> _CONSIGNE A_:
Dans les lignes sources, de celle qui contient "352L627 357L648 360L678" jusqu'à la dernière, bornes incluses, remplacez "positive clicks" par "foreground clicks". Redonnez uniquement ces lignes, sans autre modification.

> _EXTRAIT DE PAGE_:
PAPE FRANÇOIS
AUDIENCE GÉNÉRALE
Mercredi 4 février 2015
Chers frères et sœurs, bonjour !
Aujourd’hui, je voudrais proposer la seconde partie de la réflexion sur la figure du père dans la famille. La dernière fois, j’ai parlé du danger des pères « absents », aujourd’hui, je voudrais me pencher davantage sur l’aspect positif. Saint Joseph fut lui aussi tenté de quitter Marie, lorsqu’il découvrit qu’elle était enceinte ; mais l’ange du Seigneur intervint et lui révéla le dessein de Dieu et sa mission de père adoptif ; et Joseph, homme juste, « prit chez lui sa femme » (Mt 1, 24) et devint le père de la famille de Nazareth.

> _LIGNES SOURCES_:
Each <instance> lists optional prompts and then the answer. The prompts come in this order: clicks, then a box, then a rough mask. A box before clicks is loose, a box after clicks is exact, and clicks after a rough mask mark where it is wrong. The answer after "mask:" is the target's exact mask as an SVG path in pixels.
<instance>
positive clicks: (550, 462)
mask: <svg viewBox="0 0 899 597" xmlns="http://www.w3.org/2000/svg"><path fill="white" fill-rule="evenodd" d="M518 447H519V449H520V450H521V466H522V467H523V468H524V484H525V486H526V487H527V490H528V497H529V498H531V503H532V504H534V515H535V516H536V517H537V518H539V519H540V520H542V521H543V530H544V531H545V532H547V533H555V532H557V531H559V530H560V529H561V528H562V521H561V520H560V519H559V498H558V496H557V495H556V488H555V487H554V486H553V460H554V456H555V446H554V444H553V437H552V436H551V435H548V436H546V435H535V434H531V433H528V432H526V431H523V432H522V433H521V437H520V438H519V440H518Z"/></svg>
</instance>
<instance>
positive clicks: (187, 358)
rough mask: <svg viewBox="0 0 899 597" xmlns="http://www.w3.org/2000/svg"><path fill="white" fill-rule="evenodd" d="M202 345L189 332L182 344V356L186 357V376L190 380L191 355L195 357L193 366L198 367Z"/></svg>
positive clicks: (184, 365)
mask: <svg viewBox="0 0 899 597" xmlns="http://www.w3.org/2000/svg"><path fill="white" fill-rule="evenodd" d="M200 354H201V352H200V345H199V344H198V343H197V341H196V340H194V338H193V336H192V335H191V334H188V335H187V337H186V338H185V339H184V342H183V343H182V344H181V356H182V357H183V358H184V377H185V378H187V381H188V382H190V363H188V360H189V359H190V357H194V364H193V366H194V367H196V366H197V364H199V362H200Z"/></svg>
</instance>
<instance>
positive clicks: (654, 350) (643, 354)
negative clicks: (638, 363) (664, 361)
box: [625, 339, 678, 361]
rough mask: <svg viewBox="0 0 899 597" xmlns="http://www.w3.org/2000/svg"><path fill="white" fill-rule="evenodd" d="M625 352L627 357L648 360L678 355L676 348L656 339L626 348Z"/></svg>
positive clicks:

> _CONSIGNE B_:
Pour chaque affirmation, indiquez si elle concorde avec l'extrait (oui ou non) et citez le passage décisif : (i) l'audience générale s'est tenue le mercredi 4 février 2015 ; (ii) la fois précédente, l'orateur avait traité de l'aspect positif de la figure du père ; (iii) Joseph devint le père de la famille de Nazareth.

> _RÉPONSE A_:
rough mask: <svg viewBox="0 0 899 597" xmlns="http://www.w3.org/2000/svg"><path fill="white" fill-rule="evenodd" d="M625 352L627 357L648 360L678 355L676 348L656 339L626 348Z"/></svg>
foreground clicks:

> _RÉPONSE B_:
(i) Oui : "Mercredi 4 février 2015".
(ii) Non : "La dernière fois, j’ai parlé du danger des pères « absents »".
(iii) Oui : "et devint le père de la famille de Nazareth".